The Liebster Blog Award, I have discovered via The Lonely Pilgrim, is for “up and coming bloggers.” I was nominated, very kindly, by Laura of Catholic Cravings. You should see her touching, informative, poignant blog-space now (just go)
In turn, I’d like to pass this on to five bloggers for their articulate, revealing and generally noteworthy work. First, the team at Bread From Heaven, for showing me how to respond to common misconceptions about sacramental churches with clarity and confidence, and more broadly, for their obvious passion about tradition. Their post about the Community of Saints is very good. Secondly, I’d like to nominate David of Catholic Bridge for his gritty, honest conversion story and his commitment to truth and to human need, and not to any tribal, group mentality.
Hannah Stoney of Huge Blue writes beautifully honest, short, sincere posts. You should definitely check out her musings on the spirit of the Lord overshadowing Mary. Similarly, Kate Wilcox, a talented journalist, writes for the defense of faith. She eloquently proves that religion and reason do mix. And finally, Samuel Kaldas, who writes stories, about heroes and villains, beauty and terror, Glory and Rubbish.
Please see the conditions for accepting the award. Thanks everyone and hope that you continue to enjoy! I’ll go ahead now and answer the requisite questions.

####

Exercises ->
1. Please reproduce the passage of the Liebster award post between "Hannah Stoney of" and "the requisite questions.", inclusive.
2. In the Liebster award post, who nominated the writer for the award?

Data block ->

####

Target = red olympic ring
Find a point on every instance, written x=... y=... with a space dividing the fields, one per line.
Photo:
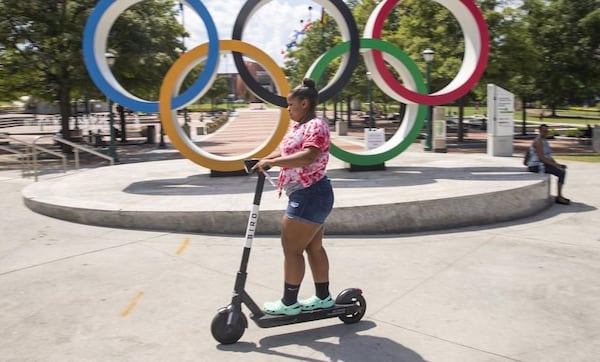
x=476 y=53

####

Exercise results ->
1.
Hannah Stoney of Huge Blue writes beautifully honest, short, sincere posts. You should definitely check out her musings on the spirit of the Lord overshadowing Mary. Similarly, Kate Wilcox, a talented journalist, writes for the defense of faith. She eloquently proves that religion and reason do mix. And finally, Samuel Kaldas, who writes stories, about heroes and villains, beauty and terror, Glory and Rubbish.
Please see the conditions for accepting the award. Thanks everyone and hope that you continue to enjoy! I’ll go ahead now and answer the requisite questions.

2. Laura of Catholic Cravings.